● **Exercise description**
Transcribe the rows below exactly, beginning at the line that contains "Tag the yellow reflective" and continuing through the final line of the rows.

[Coordinate annotation records]
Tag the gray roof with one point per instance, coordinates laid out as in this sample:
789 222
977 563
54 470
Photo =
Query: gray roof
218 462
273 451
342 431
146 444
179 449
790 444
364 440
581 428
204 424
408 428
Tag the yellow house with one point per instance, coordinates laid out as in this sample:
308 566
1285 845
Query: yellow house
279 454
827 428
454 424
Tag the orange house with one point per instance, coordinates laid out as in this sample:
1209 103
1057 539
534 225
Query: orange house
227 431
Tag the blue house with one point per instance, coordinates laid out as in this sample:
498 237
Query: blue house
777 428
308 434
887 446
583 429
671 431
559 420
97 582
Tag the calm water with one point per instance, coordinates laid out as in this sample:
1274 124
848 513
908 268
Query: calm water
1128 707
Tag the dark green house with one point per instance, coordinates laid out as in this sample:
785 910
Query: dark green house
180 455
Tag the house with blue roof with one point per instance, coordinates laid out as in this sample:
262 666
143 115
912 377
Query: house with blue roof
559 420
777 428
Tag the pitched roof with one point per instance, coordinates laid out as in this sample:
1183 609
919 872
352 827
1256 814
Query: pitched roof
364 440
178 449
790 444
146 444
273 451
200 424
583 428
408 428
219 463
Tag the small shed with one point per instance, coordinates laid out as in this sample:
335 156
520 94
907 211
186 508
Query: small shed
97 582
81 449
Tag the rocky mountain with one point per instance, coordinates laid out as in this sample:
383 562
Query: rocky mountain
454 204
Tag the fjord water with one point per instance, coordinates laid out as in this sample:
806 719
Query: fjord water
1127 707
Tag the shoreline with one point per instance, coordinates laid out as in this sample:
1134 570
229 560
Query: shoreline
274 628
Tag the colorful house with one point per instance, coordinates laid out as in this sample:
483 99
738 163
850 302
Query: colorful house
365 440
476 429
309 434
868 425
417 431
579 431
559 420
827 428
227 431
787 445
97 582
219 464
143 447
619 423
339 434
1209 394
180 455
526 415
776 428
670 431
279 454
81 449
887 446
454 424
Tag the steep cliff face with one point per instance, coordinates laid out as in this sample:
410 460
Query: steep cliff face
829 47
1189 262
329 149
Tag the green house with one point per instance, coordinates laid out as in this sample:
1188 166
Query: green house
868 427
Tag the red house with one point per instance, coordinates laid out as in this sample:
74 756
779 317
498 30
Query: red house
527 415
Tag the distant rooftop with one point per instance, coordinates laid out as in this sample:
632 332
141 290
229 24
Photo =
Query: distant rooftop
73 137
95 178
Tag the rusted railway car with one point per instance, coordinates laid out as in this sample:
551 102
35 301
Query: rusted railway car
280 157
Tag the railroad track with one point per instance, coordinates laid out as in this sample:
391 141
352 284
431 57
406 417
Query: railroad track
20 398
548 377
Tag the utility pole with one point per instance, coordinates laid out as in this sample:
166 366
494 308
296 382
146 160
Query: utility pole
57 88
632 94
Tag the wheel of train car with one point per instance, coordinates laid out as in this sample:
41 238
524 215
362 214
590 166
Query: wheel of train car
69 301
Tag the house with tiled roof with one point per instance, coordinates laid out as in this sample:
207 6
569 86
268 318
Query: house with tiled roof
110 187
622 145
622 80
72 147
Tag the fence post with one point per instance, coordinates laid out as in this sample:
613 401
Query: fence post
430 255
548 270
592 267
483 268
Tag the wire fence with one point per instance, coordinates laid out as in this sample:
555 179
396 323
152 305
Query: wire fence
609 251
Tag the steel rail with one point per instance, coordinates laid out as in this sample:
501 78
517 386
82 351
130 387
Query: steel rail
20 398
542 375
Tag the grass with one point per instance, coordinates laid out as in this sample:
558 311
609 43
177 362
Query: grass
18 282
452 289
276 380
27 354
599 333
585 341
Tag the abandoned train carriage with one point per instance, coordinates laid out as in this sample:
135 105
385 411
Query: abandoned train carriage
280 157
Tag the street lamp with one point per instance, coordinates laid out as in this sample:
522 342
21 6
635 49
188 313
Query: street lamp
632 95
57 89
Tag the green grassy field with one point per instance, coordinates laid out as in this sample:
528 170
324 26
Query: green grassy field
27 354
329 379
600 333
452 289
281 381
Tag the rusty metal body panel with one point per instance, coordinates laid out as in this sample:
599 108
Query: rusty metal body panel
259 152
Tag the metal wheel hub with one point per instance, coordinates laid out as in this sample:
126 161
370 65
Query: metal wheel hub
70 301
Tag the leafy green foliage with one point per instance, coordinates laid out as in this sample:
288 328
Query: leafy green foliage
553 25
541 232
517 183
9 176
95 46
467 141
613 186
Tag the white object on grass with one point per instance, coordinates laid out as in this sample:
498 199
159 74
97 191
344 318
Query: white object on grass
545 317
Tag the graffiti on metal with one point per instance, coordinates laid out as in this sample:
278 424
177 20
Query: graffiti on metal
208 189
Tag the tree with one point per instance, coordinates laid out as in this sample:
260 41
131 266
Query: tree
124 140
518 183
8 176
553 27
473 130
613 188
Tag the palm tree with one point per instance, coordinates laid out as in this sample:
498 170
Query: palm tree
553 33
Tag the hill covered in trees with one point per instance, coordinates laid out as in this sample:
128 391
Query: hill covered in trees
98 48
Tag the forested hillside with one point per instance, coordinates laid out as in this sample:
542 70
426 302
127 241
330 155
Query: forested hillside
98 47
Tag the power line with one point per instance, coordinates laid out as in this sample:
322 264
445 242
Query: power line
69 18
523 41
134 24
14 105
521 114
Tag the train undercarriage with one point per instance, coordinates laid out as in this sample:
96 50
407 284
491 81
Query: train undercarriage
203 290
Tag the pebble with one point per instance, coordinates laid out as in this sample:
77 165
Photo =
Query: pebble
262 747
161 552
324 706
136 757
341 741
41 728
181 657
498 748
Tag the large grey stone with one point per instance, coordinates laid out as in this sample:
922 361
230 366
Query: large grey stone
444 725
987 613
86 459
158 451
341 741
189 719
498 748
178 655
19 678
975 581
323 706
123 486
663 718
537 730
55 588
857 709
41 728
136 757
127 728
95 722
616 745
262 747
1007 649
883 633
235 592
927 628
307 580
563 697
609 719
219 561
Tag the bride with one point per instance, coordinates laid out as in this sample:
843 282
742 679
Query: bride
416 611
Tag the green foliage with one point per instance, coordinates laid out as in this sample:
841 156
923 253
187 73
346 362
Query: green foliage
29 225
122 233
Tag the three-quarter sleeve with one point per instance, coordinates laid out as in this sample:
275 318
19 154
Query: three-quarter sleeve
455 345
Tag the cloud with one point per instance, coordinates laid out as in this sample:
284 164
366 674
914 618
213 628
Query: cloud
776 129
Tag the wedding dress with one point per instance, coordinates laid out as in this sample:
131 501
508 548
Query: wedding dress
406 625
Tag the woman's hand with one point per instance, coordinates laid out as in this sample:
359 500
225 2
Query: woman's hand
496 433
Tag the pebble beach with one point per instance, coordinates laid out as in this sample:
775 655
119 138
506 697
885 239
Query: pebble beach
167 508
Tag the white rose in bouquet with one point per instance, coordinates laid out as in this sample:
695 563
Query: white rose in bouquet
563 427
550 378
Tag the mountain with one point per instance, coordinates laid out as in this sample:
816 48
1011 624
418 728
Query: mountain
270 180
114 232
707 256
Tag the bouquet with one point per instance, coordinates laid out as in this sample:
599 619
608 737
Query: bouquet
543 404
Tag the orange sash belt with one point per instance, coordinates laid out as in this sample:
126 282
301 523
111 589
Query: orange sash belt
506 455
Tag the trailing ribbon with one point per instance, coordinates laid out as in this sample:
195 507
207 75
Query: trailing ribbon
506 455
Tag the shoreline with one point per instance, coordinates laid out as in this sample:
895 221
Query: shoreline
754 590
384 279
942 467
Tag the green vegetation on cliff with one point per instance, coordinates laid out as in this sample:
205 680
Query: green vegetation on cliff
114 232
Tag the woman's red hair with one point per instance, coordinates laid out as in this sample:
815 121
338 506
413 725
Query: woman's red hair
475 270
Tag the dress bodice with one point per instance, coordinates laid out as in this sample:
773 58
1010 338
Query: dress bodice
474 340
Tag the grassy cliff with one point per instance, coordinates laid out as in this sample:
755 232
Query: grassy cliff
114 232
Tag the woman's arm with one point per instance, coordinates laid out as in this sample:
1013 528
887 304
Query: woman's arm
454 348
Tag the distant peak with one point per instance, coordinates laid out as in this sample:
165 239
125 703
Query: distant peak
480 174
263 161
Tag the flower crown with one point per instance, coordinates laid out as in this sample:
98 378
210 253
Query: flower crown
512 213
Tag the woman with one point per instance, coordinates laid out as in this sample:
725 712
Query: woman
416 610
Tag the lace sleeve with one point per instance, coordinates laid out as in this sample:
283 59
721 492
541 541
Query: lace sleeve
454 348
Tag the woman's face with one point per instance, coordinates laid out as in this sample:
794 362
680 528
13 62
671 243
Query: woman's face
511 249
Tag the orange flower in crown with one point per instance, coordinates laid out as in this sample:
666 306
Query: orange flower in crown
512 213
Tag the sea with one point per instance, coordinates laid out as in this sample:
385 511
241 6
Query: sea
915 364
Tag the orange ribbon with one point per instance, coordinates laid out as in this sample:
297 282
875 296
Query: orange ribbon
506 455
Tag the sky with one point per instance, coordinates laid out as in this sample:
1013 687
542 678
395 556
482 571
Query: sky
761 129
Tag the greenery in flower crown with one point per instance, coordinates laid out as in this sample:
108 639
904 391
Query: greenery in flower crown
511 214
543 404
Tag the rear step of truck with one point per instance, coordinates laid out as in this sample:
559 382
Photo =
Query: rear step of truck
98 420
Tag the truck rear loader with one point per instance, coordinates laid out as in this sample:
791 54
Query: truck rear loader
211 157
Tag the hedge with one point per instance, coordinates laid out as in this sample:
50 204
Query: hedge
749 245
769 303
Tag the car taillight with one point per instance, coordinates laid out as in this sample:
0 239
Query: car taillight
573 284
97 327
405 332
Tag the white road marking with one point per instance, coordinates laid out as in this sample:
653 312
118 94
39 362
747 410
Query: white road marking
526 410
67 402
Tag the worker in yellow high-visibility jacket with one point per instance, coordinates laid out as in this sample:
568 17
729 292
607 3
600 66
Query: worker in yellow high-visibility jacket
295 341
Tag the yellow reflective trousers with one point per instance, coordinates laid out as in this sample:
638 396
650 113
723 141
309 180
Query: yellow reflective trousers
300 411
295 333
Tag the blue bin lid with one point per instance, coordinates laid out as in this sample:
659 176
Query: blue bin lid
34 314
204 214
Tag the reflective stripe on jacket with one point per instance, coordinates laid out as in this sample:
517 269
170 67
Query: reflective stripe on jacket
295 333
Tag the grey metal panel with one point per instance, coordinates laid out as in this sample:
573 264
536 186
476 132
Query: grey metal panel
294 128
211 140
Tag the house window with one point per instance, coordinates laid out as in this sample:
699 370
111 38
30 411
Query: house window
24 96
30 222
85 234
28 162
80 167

● **Solution**
Tag the yellow reflective trousers with one point per instance, coordinates laid out as in this sample:
638 396
650 113
723 141
309 180
Query: yellow reflective trousers
300 411
295 333
Tag the blue bin lid with one point per instance, coordinates laid out as in this sample:
659 176
Query: blue bin lid
34 314
204 214
Tag the reflective stripe on jacket with one point per instance, coordinates laid out as in this sample:
517 269
170 67
Query: reflective stripe on jacket
295 333
Tag the grey metal panel with one point per instance, coordinates laid out as in this sample:
573 264
536 186
476 132
Query: grey metal panel
294 128
211 140
Tag the house window with one point per instance, coordinates laid out as in this sample:
699 370
111 38
30 411
Query: house window
24 96
30 222
85 234
28 162
80 167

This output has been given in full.